TEXTE EXTRAIT:
# # # #

Rien n’est au-dessus de la vérité. La généreuse hardiesse d’un Casuiste qui
nous montre que le mal n’est pas où en effet il ne se trouve point, est
peut-être plus admirable & plus utile à la Religion, que le zele outré
de celui qui nous dégoûte de nos obligations en les exagérant.
C’est dans ce principe que tant d’illustres Personnages, & tant de saints
Docteurs, que l’on appelle Scholastiques, ont laissé entrevoir combien ils
étoient indulgens à la Comédie.
On ne terminera pas ces Observations sans les citer. Pour le moment, on
choisit
sit seulement le célébre M. Huet, Evêque d’Avranches,
qui, dans sa Lettre sur les Romans, nous fait entendre que l’Allégorie, que
l’Ironie même sont permises ; & que ces deux figures n’ont point été
bannies de ce Livre sacré, dont toutes les expressions sont si sublimes
& si mesurées, dans le Livre enfin le plus cher aux Chrétiens.
Il ne faut pas perdre de vue que la Comédie est un plaisir.
Un des plus honnêtes Hommes que le Théâtre ait possédés depuis
long-tems,4 proposa,
il y a quelques années, un plan de réforme ? mais il faut avouer que ses
bonnes intentions l’ont conduit à un plan qui est impraticable. Ses Statuts
conviendroient, pour ainsi dire, à une Communauté de Religieux ; & il
n’est pas possible, ni même du bon ordre, que le Théâtre ait l’air d’un
Monastère.
Il est constant que si les Théologiens
prenoient la peine de
réfléchir attentivement sur la nature des Piéces de Moliere, ils
conviendroient, avec quelques exceptions, qu’elles sont suffisamment bonnes
pour les mœurs ; à plus forte raison notre Comédie, depuis que la Cour a
institué des Censeurs pour l’examiner & la corriger, avant qu’elle soit
présentée au Public.
La Bruyere, dont les sentimens ont été reconnus si orthodoxes par son fameux
Chapitre contre les Esprits forts, ne peut dissimuler que les Personnes
pieuses ne connoissent qu’un seul péché au monde, qui est l’amour.
Mais l’Epoux qui devient le tyran de sa Femme, & qui est si bien
contrasté dans l’Ecole des Maris, par le galant homme qui
laisse une honnête liberté à la sienne ;
Celui qui abuse d’un dépôt confié, qui veut séduire, en sa faveur, une Enfant
qu’il a mal instruite, & qui compte lui enlever & les douceurs de la
vie & les biens ;
Un faux Philosophe, rempli de lui-même, qui se complaît dans le mérite
sauvage de détester l’humanité ;
Un avare sordide, ingrat envers ses Enfans :
Tous ces objets ne sont-ils pas vicieux ?
Ne voudra-t-on jamais
se persuader que l’Amour, au Théâtre, n’est représenté qu’avec les nuances
convenables !
Dans les Tragédies, il est la source de tous les malheurs qui arrivent aux
hommes ; dans les Comédies, il a pour but l’union la plus légitime. S’il est
criminel, il cause la mort ; s’il ne l’est pas, il fait un mariage.

# # # #

EXTRAIT DES DONNÉES:
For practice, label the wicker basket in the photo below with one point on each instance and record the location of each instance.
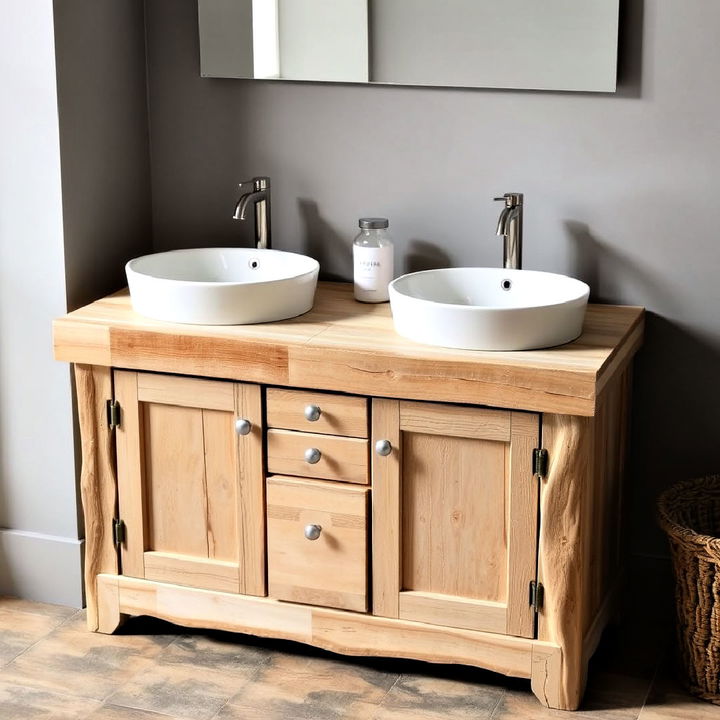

# # # #

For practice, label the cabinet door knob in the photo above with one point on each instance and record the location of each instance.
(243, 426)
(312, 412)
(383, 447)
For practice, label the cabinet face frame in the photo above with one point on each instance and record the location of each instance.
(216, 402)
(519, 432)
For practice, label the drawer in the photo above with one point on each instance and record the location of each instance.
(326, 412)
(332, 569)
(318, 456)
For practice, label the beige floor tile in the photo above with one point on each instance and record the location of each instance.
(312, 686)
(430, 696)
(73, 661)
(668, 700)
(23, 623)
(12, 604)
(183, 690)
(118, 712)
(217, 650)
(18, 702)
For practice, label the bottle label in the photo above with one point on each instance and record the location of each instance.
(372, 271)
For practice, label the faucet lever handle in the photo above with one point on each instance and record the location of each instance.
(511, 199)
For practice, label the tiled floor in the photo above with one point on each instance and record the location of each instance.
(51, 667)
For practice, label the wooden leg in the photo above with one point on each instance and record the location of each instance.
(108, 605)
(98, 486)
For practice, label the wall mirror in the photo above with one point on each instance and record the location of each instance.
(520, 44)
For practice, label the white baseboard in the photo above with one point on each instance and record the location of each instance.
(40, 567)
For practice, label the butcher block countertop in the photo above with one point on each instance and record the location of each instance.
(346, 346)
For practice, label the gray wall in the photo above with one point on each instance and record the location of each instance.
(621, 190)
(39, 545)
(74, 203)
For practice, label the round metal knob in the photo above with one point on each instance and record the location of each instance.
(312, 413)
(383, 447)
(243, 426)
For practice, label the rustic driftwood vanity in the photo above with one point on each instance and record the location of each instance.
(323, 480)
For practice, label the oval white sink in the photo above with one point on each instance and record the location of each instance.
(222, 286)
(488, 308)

# # # #

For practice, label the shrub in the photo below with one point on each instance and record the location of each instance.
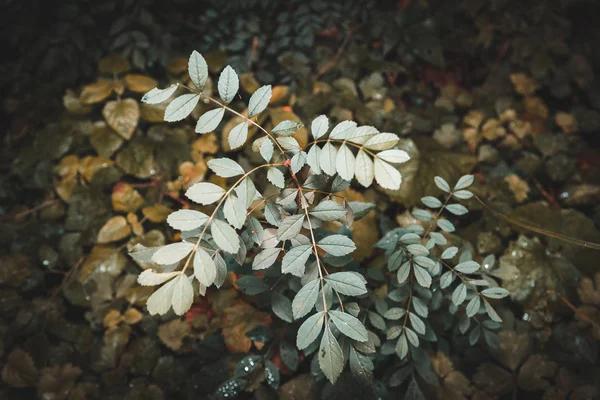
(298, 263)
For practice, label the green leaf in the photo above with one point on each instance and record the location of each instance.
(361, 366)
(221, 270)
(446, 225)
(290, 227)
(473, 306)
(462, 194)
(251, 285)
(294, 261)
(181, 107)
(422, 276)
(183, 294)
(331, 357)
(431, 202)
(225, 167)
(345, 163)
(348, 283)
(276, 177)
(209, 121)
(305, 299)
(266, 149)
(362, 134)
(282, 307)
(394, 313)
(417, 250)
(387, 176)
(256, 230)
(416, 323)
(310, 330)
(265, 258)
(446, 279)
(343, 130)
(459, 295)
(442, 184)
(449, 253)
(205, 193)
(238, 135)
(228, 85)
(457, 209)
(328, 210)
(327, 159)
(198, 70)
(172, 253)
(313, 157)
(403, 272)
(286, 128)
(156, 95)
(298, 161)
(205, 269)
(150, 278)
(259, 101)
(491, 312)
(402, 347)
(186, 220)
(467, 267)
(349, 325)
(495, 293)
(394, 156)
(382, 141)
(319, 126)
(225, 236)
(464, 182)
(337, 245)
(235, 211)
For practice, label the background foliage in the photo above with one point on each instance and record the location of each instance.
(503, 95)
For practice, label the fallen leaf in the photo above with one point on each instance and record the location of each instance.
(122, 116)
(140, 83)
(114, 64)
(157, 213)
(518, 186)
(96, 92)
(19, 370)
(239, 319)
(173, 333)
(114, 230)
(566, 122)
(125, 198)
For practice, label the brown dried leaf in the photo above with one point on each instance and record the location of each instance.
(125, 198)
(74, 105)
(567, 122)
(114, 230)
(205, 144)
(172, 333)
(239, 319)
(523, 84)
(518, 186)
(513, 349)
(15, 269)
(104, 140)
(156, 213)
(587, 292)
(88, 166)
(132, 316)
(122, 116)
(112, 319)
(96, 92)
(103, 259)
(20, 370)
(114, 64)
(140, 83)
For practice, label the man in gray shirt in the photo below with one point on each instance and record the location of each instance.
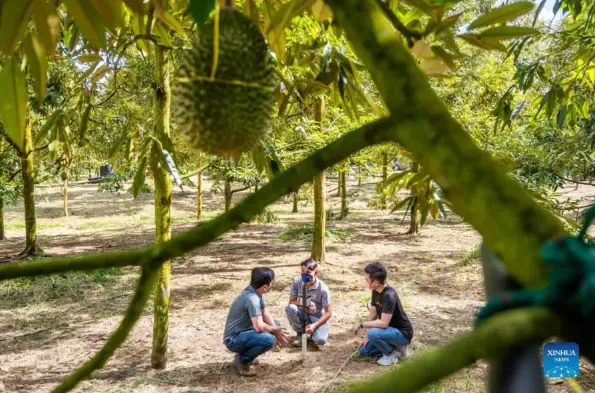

# # # #

CONSIGNES À SUIVRE:
[1] D'après le texte sur la comédie, quel but l'amour a-t-il dans les comédies ?
[2] Résumez en une ou deux phrases le paragraphe du texte sur la comédie qui commence par « Il est constant que si les Théologiens », sans perdre ses faits principaux.
Les enregistrements ci-dessus proviennent d'une source distincte du texte.

RÉPONSES ATTENDUES:
[1] Dans les comédies, l'amour a pour but l'union la plus légitime.

[2] Si les théologiens examinaient attentivement la nature des pièces de Molière, ils admettraient, sauf quelques exceptions, qu'elles sont assez bonnes pour les mœurs. C'est encore plus vrai de la comédie actuelle, puisque la Cour a institué des censeurs chargés de l'examiner et de la corriger avant sa présentation au public.